__Task prompt__: The line containing "For a UI automation task, identify the utility" and all lines following it in the listing below are to be reproduced exactly, with no other lines.

__Data provided__:
[Start of Attachment]

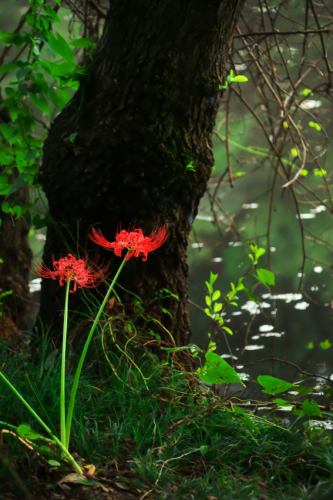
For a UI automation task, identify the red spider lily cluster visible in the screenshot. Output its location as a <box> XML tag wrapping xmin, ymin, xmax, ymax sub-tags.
<box><xmin>30</xmin><ymin>225</ymin><xmax>168</xmax><ymax>292</ymax></box>
<box><xmin>89</xmin><ymin>225</ymin><xmax>169</xmax><ymax>261</ymax></box>
<box><xmin>31</xmin><ymin>254</ymin><xmax>110</xmax><ymax>293</ymax></box>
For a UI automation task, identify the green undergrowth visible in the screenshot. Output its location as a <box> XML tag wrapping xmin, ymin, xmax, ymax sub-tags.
<box><xmin>0</xmin><ymin>311</ymin><xmax>333</xmax><ymax>500</ymax></box>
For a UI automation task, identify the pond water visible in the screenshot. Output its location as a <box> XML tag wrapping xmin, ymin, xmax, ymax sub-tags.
<box><xmin>187</xmin><ymin>134</ymin><xmax>333</xmax><ymax>398</ymax></box>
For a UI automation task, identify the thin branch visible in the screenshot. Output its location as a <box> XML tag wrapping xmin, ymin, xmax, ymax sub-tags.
<box><xmin>233</xmin><ymin>28</ymin><xmax>332</xmax><ymax>38</ymax></box>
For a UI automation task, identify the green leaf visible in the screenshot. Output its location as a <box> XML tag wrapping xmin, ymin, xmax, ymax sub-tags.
<box><xmin>11</xmin><ymin>205</ymin><xmax>22</xmax><ymax>220</ymax></box>
<box><xmin>222</xmin><ymin>326</ymin><xmax>233</xmax><ymax>335</ymax></box>
<box><xmin>205</xmin><ymin>281</ymin><xmax>212</xmax><ymax>294</ymax></box>
<box><xmin>306</xmin><ymin>341</ymin><xmax>314</xmax><ymax>350</ymax></box>
<box><xmin>17</xmin><ymin>424</ymin><xmax>40</xmax><ymax>440</ymax></box>
<box><xmin>256</xmin><ymin>268</ymin><xmax>275</xmax><ymax>286</ymax></box>
<box><xmin>0</xmin><ymin>152</ymin><xmax>14</xmax><ymax>165</ymax></box>
<box><xmin>209</xmin><ymin>272</ymin><xmax>218</xmax><ymax>285</ymax></box>
<box><xmin>48</xmin><ymin>459</ymin><xmax>61</xmax><ymax>466</ymax></box>
<box><xmin>205</xmin><ymin>296</ymin><xmax>212</xmax><ymax>307</ymax></box>
<box><xmin>33</xmin><ymin>214</ymin><xmax>49</xmax><ymax>229</ymax></box>
<box><xmin>256</xmin><ymin>248</ymin><xmax>266</xmax><ymax>259</ymax></box>
<box><xmin>294</xmin><ymin>386</ymin><xmax>313</xmax><ymax>397</ymax></box>
<box><xmin>258</xmin><ymin>375</ymin><xmax>294</xmax><ymax>395</ymax></box>
<box><xmin>302</xmin><ymin>399</ymin><xmax>322</xmax><ymax>417</ymax></box>
<box><xmin>48</xmin><ymin>61</ymin><xmax>76</xmax><ymax>77</ymax></box>
<box><xmin>243</xmin><ymin>287</ymin><xmax>258</xmax><ymax>303</ymax></box>
<box><xmin>274</xmin><ymin>398</ymin><xmax>290</xmax><ymax>406</ymax></box>
<box><xmin>30</xmin><ymin>94</ymin><xmax>50</xmax><ymax>117</ymax></box>
<box><xmin>319</xmin><ymin>339</ymin><xmax>331</xmax><ymax>350</ymax></box>
<box><xmin>308</xmin><ymin>121</ymin><xmax>321</xmax><ymax>131</ymax></box>
<box><xmin>5</xmin><ymin>173</ymin><xmax>30</xmax><ymax>199</ymax></box>
<box><xmin>231</xmin><ymin>75</ymin><xmax>248</xmax><ymax>83</ymax></box>
<box><xmin>69</xmin><ymin>37</ymin><xmax>95</xmax><ymax>48</ymax></box>
<box><xmin>313</xmin><ymin>168</ymin><xmax>327</xmax><ymax>176</ymax></box>
<box><xmin>25</xmin><ymin>13</ymin><xmax>36</xmax><ymax>27</ymax></box>
<box><xmin>204</xmin><ymin>308</ymin><xmax>212</xmax><ymax>317</ymax></box>
<box><xmin>1</xmin><ymin>62</ymin><xmax>21</xmax><ymax>77</ymax></box>
<box><xmin>0</xmin><ymin>175</ymin><xmax>8</xmax><ymax>190</ymax></box>
<box><xmin>0</xmin><ymin>31</ymin><xmax>26</xmax><ymax>47</ymax></box>
<box><xmin>43</xmin><ymin>4</ymin><xmax>60</xmax><ymax>24</ymax></box>
<box><xmin>48</xmin><ymin>34</ymin><xmax>74</xmax><ymax>63</ymax></box>
<box><xmin>48</xmin><ymin>87</ymin><xmax>71</xmax><ymax>109</ymax></box>
<box><xmin>214</xmin><ymin>302</ymin><xmax>222</xmax><ymax>313</ymax></box>
<box><xmin>53</xmin><ymin>0</ymin><xmax>62</xmax><ymax>5</ymax></box>
<box><xmin>197</xmin><ymin>352</ymin><xmax>244</xmax><ymax>385</ymax></box>
<box><xmin>212</xmin><ymin>290</ymin><xmax>221</xmax><ymax>301</ymax></box>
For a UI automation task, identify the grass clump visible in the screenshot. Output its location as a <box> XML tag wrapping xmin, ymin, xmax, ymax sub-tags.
<box><xmin>0</xmin><ymin>302</ymin><xmax>333</xmax><ymax>499</ymax></box>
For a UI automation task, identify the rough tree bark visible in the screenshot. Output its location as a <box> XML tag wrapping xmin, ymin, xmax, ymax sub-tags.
<box><xmin>36</xmin><ymin>0</ymin><xmax>245</xmax><ymax>358</ymax></box>
<box><xmin>0</xmin><ymin>92</ymin><xmax>33</xmax><ymax>337</ymax></box>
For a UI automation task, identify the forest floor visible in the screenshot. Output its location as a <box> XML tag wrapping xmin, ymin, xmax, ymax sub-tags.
<box><xmin>1</xmin><ymin>318</ymin><xmax>333</xmax><ymax>500</ymax></box>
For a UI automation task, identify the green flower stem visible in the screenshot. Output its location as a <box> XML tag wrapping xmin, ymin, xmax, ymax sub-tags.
<box><xmin>0</xmin><ymin>370</ymin><xmax>83</xmax><ymax>475</ymax></box>
<box><xmin>65</xmin><ymin>254</ymin><xmax>128</xmax><ymax>450</ymax></box>
<box><xmin>60</xmin><ymin>279</ymin><xmax>71</xmax><ymax>452</ymax></box>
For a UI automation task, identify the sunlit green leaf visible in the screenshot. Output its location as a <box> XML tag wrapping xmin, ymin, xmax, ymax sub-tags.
<box><xmin>198</xmin><ymin>352</ymin><xmax>244</xmax><ymax>385</ymax></box>
<box><xmin>231</xmin><ymin>75</ymin><xmax>248</xmax><ymax>83</ymax></box>
<box><xmin>302</xmin><ymin>399</ymin><xmax>322</xmax><ymax>417</ymax></box>
<box><xmin>319</xmin><ymin>339</ymin><xmax>331</xmax><ymax>350</ymax></box>
<box><xmin>258</xmin><ymin>375</ymin><xmax>294</xmax><ymax>394</ymax></box>
<box><xmin>256</xmin><ymin>269</ymin><xmax>275</xmax><ymax>286</ymax></box>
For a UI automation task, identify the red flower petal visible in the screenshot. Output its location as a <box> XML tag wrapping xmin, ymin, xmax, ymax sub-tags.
<box><xmin>89</xmin><ymin>225</ymin><xmax>169</xmax><ymax>261</ymax></box>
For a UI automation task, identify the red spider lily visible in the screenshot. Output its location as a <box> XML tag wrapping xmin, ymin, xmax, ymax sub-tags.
<box><xmin>30</xmin><ymin>254</ymin><xmax>110</xmax><ymax>293</ymax></box>
<box><xmin>89</xmin><ymin>225</ymin><xmax>169</xmax><ymax>261</ymax></box>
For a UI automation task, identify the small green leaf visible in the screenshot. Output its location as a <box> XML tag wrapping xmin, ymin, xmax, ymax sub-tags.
<box><xmin>243</xmin><ymin>288</ymin><xmax>258</xmax><ymax>303</ymax></box>
<box><xmin>1</xmin><ymin>62</ymin><xmax>20</xmax><ymax>77</ymax></box>
<box><xmin>204</xmin><ymin>308</ymin><xmax>212</xmax><ymax>317</ymax></box>
<box><xmin>43</xmin><ymin>4</ymin><xmax>60</xmax><ymax>24</ymax></box>
<box><xmin>30</xmin><ymin>94</ymin><xmax>50</xmax><ymax>117</ymax></box>
<box><xmin>308</xmin><ymin>121</ymin><xmax>321</xmax><ymax>131</ymax></box>
<box><xmin>306</xmin><ymin>341</ymin><xmax>314</xmax><ymax>350</ymax></box>
<box><xmin>319</xmin><ymin>339</ymin><xmax>331</xmax><ymax>350</ymax></box>
<box><xmin>205</xmin><ymin>296</ymin><xmax>212</xmax><ymax>307</ymax></box>
<box><xmin>17</xmin><ymin>424</ymin><xmax>40</xmax><ymax>440</ymax></box>
<box><xmin>212</xmin><ymin>290</ymin><xmax>221</xmax><ymax>301</ymax></box>
<box><xmin>0</xmin><ymin>175</ymin><xmax>8</xmax><ymax>190</ymax></box>
<box><xmin>69</xmin><ymin>37</ymin><xmax>95</xmax><ymax>48</ymax></box>
<box><xmin>214</xmin><ymin>303</ymin><xmax>222</xmax><ymax>313</ymax></box>
<box><xmin>48</xmin><ymin>459</ymin><xmax>61</xmax><ymax>466</ymax></box>
<box><xmin>222</xmin><ymin>326</ymin><xmax>233</xmax><ymax>335</ymax></box>
<box><xmin>256</xmin><ymin>268</ymin><xmax>275</xmax><ymax>286</ymax></box>
<box><xmin>302</xmin><ymin>399</ymin><xmax>322</xmax><ymax>417</ymax></box>
<box><xmin>48</xmin><ymin>34</ymin><xmax>74</xmax><ymax>63</ymax></box>
<box><xmin>48</xmin><ymin>87</ymin><xmax>71</xmax><ymax>109</ymax></box>
<box><xmin>33</xmin><ymin>214</ymin><xmax>49</xmax><ymax>229</ymax></box>
<box><xmin>313</xmin><ymin>168</ymin><xmax>327</xmax><ymax>176</ymax></box>
<box><xmin>258</xmin><ymin>375</ymin><xmax>294</xmax><ymax>395</ymax></box>
<box><xmin>198</xmin><ymin>352</ymin><xmax>244</xmax><ymax>385</ymax></box>
<box><xmin>210</xmin><ymin>272</ymin><xmax>218</xmax><ymax>285</ymax></box>
<box><xmin>294</xmin><ymin>386</ymin><xmax>313</xmax><ymax>397</ymax></box>
<box><xmin>231</xmin><ymin>75</ymin><xmax>248</xmax><ymax>83</ymax></box>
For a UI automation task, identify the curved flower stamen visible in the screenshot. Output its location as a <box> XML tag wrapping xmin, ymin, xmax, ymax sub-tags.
<box><xmin>31</xmin><ymin>254</ymin><xmax>110</xmax><ymax>293</ymax></box>
<box><xmin>89</xmin><ymin>225</ymin><xmax>169</xmax><ymax>261</ymax></box>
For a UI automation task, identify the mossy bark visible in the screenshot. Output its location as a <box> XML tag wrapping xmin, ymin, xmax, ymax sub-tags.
<box><xmin>37</xmin><ymin>0</ymin><xmax>245</xmax><ymax>366</ymax></box>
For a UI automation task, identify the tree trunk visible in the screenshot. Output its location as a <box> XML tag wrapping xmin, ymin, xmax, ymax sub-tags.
<box><xmin>0</xmin><ymin>92</ymin><xmax>33</xmax><ymax>338</ymax></box>
<box><xmin>37</xmin><ymin>0</ymin><xmax>245</xmax><ymax>361</ymax></box>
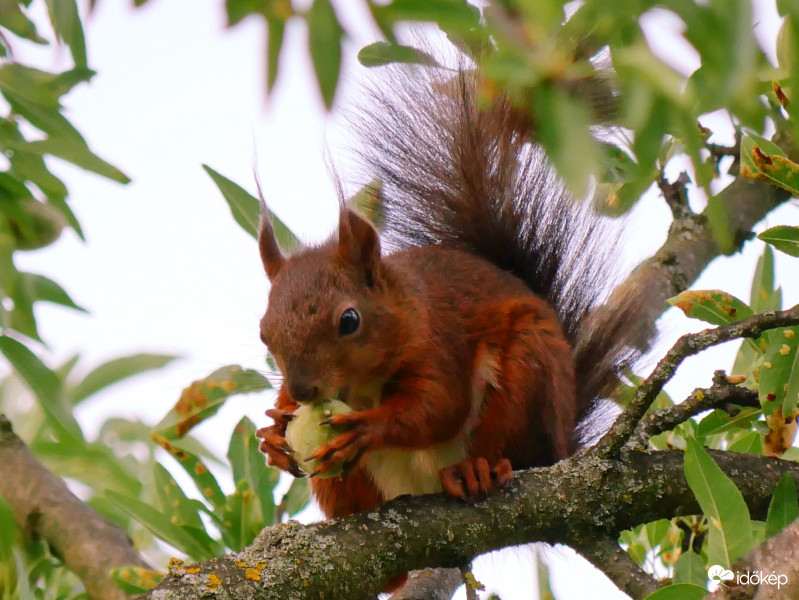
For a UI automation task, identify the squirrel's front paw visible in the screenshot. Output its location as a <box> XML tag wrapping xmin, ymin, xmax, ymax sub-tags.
<box><xmin>306</xmin><ymin>412</ymin><xmax>379</xmax><ymax>477</ymax></box>
<box><xmin>256</xmin><ymin>412</ymin><xmax>305</xmax><ymax>478</ymax></box>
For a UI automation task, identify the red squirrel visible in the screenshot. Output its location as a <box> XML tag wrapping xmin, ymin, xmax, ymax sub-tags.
<box><xmin>255</xmin><ymin>68</ymin><xmax>652</xmax><ymax>518</ymax></box>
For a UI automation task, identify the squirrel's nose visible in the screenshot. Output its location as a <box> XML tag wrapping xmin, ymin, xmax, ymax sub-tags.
<box><xmin>288</xmin><ymin>379</ymin><xmax>319</xmax><ymax>403</ymax></box>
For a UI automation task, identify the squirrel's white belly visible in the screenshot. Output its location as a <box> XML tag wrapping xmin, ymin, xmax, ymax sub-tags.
<box><xmin>365</xmin><ymin>441</ymin><xmax>466</xmax><ymax>500</ymax></box>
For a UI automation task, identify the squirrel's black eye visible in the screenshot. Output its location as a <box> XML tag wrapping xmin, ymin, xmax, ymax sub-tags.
<box><xmin>338</xmin><ymin>308</ymin><xmax>360</xmax><ymax>336</ymax></box>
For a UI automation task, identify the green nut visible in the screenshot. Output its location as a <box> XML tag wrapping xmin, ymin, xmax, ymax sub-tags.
<box><xmin>284</xmin><ymin>399</ymin><xmax>352</xmax><ymax>478</ymax></box>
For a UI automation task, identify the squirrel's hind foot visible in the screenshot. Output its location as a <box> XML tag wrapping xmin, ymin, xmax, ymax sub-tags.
<box><xmin>439</xmin><ymin>457</ymin><xmax>513</xmax><ymax>500</ymax></box>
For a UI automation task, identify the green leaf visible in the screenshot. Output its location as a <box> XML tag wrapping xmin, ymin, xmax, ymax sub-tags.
<box><xmin>69</xmin><ymin>353</ymin><xmax>179</xmax><ymax>405</ymax></box>
<box><xmin>152</xmin><ymin>440</ymin><xmax>226</xmax><ymax>509</ymax></box>
<box><xmin>0</xmin><ymin>335</ymin><xmax>82</xmax><ymax>441</ymax></box>
<box><xmin>350</xmin><ymin>179</ymin><xmax>384</xmax><ymax>228</ymax></box>
<box><xmin>696</xmin><ymin>408</ymin><xmax>760</xmax><ymax>438</ymax></box>
<box><xmin>758</xmin><ymin>325</ymin><xmax>799</xmax><ymax>416</ymax></box>
<box><xmin>219</xmin><ymin>479</ymin><xmax>264</xmax><ymax>551</ymax></box>
<box><xmin>153</xmin><ymin>463</ymin><xmax>206</xmax><ymax>530</ymax></box>
<box><xmin>266</xmin><ymin>16</ymin><xmax>286</xmax><ymax>92</ymax></box>
<box><xmin>227</xmin><ymin>417</ymin><xmax>278</xmax><ymax>525</ymax></box>
<box><xmin>765</xmin><ymin>471</ymin><xmax>799</xmax><ymax>538</ymax></box>
<box><xmin>642</xmin><ymin>583</ymin><xmax>707</xmax><ymax>600</ymax></box>
<box><xmin>154</xmin><ymin>365</ymin><xmax>270</xmax><ymax>440</ymax></box>
<box><xmin>672</xmin><ymin>551</ymin><xmax>707</xmax><ymax>587</ymax></box>
<box><xmin>727</xmin><ymin>430</ymin><xmax>764</xmax><ymax>454</ymax></box>
<box><xmin>106</xmin><ymin>491</ymin><xmax>217</xmax><ymax>561</ymax></box>
<box><xmin>371</xmin><ymin>0</ymin><xmax>481</xmax><ymax>33</ymax></box>
<box><xmin>684</xmin><ymin>437</ymin><xmax>753</xmax><ymax>566</ymax></box>
<box><xmin>279</xmin><ymin>477</ymin><xmax>309</xmax><ymax>519</ymax></box>
<box><xmin>534</xmin><ymin>83</ymin><xmax>599</xmax><ymax>197</ymax></box>
<box><xmin>306</xmin><ymin>0</ymin><xmax>343</xmax><ymax>109</ymax></box>
<box><xmin>32</xmin><ymin>440</ymin><xmax>142</xmax><ymax>497</ymax></box>
<box><xmin>668</xmin><ymin>289</ymin><xmax>754</xmax><ymax>326</ymax></box>
<box><xmin>45</xmin><ymin>0</ymin><xmax>87</xmax><ymax>68</ymax></box>
<box><xmin>358</xmin><ymin>42</ymin><xmax>441</xmax><ymax>68</ymax></box>
<box><xmin>0</xmin><ymin>3</ymin><xmax>46</xmax><ymax>44</ymax></box>
<box><xmin>19</xmin><ymin>272</ymin><xmax>86</xmax><ymax>312</ymax></box>
<box><xmin>669</xmin><ymin>289</ymin><xmax>758</xmax><ymax>353</ymax></box>
<box><xmin>5</xmin><ymin>136</ymin><xmax>130</xmax><ymax>183</ymax></box>
<box><xmin>0</xmin><ymin>494</ymin><xmax>17</xmax><ymax>563</ymax></box>
<box><xmin>758</xmin><ymin>226</ymin><xmax>799</xmax><ymax>258</ymax></box>
<box><xmin>750</xmin><ymin>245</ymin><xmax>782</xmax><ymax>313</ymax></box>
<box><xmin>110</xmin><ymin>566</ymin><xmax>164</xmax><ymax>594</ymax></box>
<box><xmin>202</xmin><ymin>164</ymin><xmax>298</xmax><ymax>248</ymax></box>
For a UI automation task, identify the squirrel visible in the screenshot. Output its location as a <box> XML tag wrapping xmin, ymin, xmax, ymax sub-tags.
<box><xmin>255</xmin><ymin>64</ymin><xmax>653</xmax><ymax>523</ymax></box>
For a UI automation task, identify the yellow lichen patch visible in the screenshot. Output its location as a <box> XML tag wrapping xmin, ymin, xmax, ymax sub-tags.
<box><xmin>245</xmin><ymin>568</ymin><xmax>261</xmax><ymax>581</ymax></box>
<box><xmin>463</xmin><ymin>571</ymin><xmax>485</xmax><ymax>591</ymax></box>
<box><xmin>185</xmin><ymin>566</ymin><xmax>201</xmax><ymax>575</ymax></box>
<box><xmin>786</xmin><ymin>330</ymin><xmax>796</xmax><ymax>339</ymax></box>
<box><xmin>207</xmin><ymin>573</ymin><xmax>221</xmax><ymax>590</ymax></box>
<box><xmin>780</xmin><ymin>344</ymin><xmax>792</xmax><ymax>356</ymax></box>
<box><xmin>695</xmin><ymin>391</ymin><xmax>705</xmax><ymax>401</ymax></box>
<box><xmin>168</xmin><ymin>558</ymin><xmax>185</xmax><ymax>574</ymax></box>
<box><xmin>256</xmin><ymin>562</ymin><xmax>267</xmax><ymax>569</ymax></box>
<box><xmin>235</xmin><ymin>561</ymin><xmax>246</xmax><ymax>568</ymax></box>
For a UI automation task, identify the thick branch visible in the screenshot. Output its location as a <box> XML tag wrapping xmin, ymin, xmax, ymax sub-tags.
<box><xmin>599</xmin><ymin>305</ymin><xmax>799</xmax><ymax>458</ymax></box>
<box><xmin>603</xmin><ymin>176</ymin><xmax>790</xmax><ymax>347</ymax></box>
<box><xmin>143</xmin><ymin>450</ymin><xmax>799</xmax><ymax>600</ymax></box>
<box><xmin>0</xmin><ymin>415</ymin><xmax>149</xmax><ymax>600</ymax></box>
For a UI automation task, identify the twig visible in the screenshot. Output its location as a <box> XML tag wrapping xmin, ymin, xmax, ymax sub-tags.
<box><xmin>0</xmin><ymin>415</ymin><xmax>150</xmax><ymax>600</ymax></box>
<box><xmin>627</xmin><ymin>370</ymin><xmax>760</xmax><ymax>451</ymax></box>
<box><xmin>598</xmin><ymin>305</ymin><xmax>799</xmax><ymax>459</ymax></box>
<box><xmin>569</xmin><ymin>536</ymin><xmax>660</xmax><ymax>600</ymax></box>
<box><xmin>388</xmin><ymin>568</ymin><xmax>462</xmax><ymax>600</ymax></box>
<box><xmin>657</xmin><ymin>171</ymin><xmax>693</xmax><ymax>219</ymax></box>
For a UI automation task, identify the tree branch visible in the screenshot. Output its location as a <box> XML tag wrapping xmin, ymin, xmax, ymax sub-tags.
<box><xmin>388</xmin><ymin>568</ymin><xmax>462</xmax><ymax>600</ymax></box>
<box><xmin>598</xmin><ymin>305</ymin><xmax>799</xmax><ymax>458</ymax></box>
<box><xmin>603</xmin><ymin>176</ymin><xmax>791</xmax><ymax>348</ymax></box>
<box><xmin>142</xmin><ymin>450</ymin><xmax>799</xmax><ymax>600</ymax></box>
<box><xmin>569</xmin><ymin>536</ymin><xmax>660</xmax><ymax>600</ymax></box>
<box><xmin>628</xmin><ymin>370</ymin><xmax>760</xmax><ymax>451</ymax></box>
<box><xmin>0</xmin><ymin>415</ymin><xmax>149</xmax><ymax>600</ymax></box>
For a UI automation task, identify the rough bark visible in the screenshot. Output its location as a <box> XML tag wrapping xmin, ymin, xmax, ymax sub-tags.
<box><xmin>142</xmin><ymin>450</ymin><xmax>798</xmax><ymax>600</ymax></box>
<box><xmin>0</xmin><ymin>415</ymin><xmax>149</xmax><ymax>600</ymax></box>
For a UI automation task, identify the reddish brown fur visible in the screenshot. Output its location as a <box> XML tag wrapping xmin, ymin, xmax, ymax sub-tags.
<box><xmin>257</xmin><ymin>208</ymin><xmax>578</xmax><ymax>518</ymax></box>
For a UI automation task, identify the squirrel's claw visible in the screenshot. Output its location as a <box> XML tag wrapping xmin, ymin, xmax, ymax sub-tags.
<box><xmin>265</xmin><ymin>408</ymin><xmax>296</xmax><ymax>424</ymax></box>
<box><xmin>256</xmin><ymin>426</ymin><xmax>304</xmax><ymax>476</ymax></box>
<box><xmin>439</xmin><ymin>457</ymin><xmax>513</xmax><ymax>501</ymax></box>
<box><xmin>309</xmin><ymin>427</ymin><xmax>373</xmax><ymax>476</ymax></box>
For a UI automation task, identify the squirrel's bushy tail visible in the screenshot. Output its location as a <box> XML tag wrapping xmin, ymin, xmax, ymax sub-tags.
<box><xmin>350</xmin><ymin>65</ymin><xmax>654</xmax><ymax>421</ymax></box>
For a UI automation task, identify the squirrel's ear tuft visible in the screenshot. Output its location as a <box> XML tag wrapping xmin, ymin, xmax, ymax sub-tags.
<box><xmin>338</xmin><ymin>208</ymin><xmax>381</xmax><ymax>280</ymax></box>
<box><xmin>259</xmin><ymin>211</ymin><xmax>285</xmax><ymax>280</ymax></box>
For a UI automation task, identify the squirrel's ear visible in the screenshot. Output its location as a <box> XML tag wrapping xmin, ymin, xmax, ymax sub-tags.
<box><xmin>338</xmin><ymin>208</ymin><xmax>381</xmax><ymax>278</ymax></box>
<box><xmin>259</xmin><ymin>210</ymin><xmax>285</xmax><ymax>280</ymax></box>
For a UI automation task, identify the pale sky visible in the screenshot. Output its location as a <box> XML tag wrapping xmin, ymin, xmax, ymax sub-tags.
<box><xmin>6</xmin><ymin>2</ymin><xmax>798</xmax><ymax>599</ymax></box>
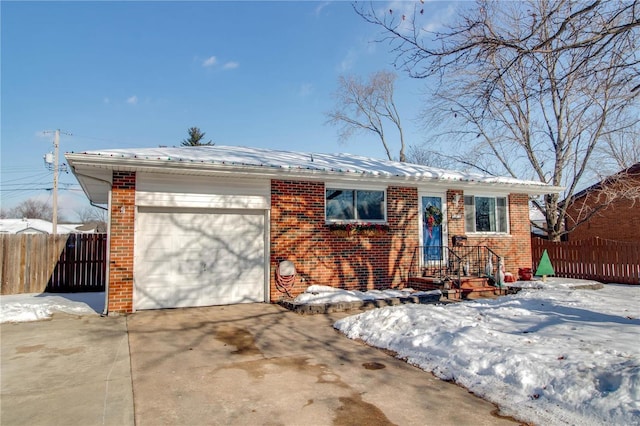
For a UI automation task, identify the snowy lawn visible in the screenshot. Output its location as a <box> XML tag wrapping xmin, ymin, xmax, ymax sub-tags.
<box><xmin>0</xmin><ymin>292</ymin><xmax>104</xmax><ymax>323</ymax></box>
<box><xmin>334</xmin><ymin>278</ymin><xmax>640</xmax><ymax>426</ymax></box>
<box><xmin>293</xmin><ymin>284</ymin><xmax>441</xmax><ymax>304</ymax></box>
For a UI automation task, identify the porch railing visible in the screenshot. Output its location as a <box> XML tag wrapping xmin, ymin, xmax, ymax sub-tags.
<box><xmin>410</xmin><ymin>245</ymin><xmax>504</xmax><ymax>288</ymax></box>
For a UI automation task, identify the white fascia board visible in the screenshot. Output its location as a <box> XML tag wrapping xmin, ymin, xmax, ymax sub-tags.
<box><xmin>437</xmin><ymin>181</ymin><xmax>564</xmax><ymax>196</ymax></box>
<box><xmin>67</xmin><ymin>163</ymin><xmax>113</xmax><ymax>205</ymax></box>
<box><xmin>65</xmin><ymin>154</ymin><xmax>563</xmax><ymax>196</ymax></box>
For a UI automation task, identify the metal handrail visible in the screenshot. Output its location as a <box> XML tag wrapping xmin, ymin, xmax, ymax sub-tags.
<box><xmin>411</xmin><ymin>245</ymin><xmax>504</xmax><ymax>288</ymax></box>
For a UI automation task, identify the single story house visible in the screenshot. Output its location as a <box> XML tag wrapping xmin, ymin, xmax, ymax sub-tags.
<box><xmin>66</xmin><ymin>145</ymin><xmax>561</xmax><ymax>314</ymax></box>
<box><xmin>0</xmin><ymin>218</ymin><xmax>83</xmax><ymax>234</ymax></box>
<box><xmin>564</xmin><ymin>162</ymin><xmax>640</xmax><ymax>242</ymax></box>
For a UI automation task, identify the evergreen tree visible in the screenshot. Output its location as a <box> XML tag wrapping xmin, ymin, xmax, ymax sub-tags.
<box><xmin>181</xmin><ymin>127</ymin><xmax>213</xmax><ymax>146</ymax></box>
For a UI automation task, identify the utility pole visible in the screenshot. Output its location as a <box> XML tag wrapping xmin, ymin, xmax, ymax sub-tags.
<box><xmin>43</xmin><ymin>129</ymin><xmax>70</xmax><ymax>236</ymax></box>
<box><xmin>52</xmin><ymin>129</ymin><xmax>60</xmax><ymax>236</ymax></box>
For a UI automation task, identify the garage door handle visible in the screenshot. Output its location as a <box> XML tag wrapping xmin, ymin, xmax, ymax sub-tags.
<box><xmin>201</xmin><ymin>262</ymin><xmax>207</xmax><ymax>272</ymax></box>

[End of Attachment]

__Response area__:
For a UI automation task, identify the utility pole visible in the screenshot. Output its location as a <box> XML tag wrapping xmin, ymin, xmax, ymax sub-tags.
<box><xmin>43</xmin><ymin>129</ymin><xmax>70</xmax><ymax>236</ymax></box>
<box><xmin>52</xmin><ymin>129</ymin><xmax>60</xmax><ymax>236</ymax></box>
For a UI automation task, identify the garage door handle visible in the screenshot. Output its location as a <box> XML tag wrapping xmin, ymin, xmax, ymax sub-tags.
<box><xmin>201</xmin><ymin>262</ymin><xmax>207</xmax><ymax>272</ymax></box>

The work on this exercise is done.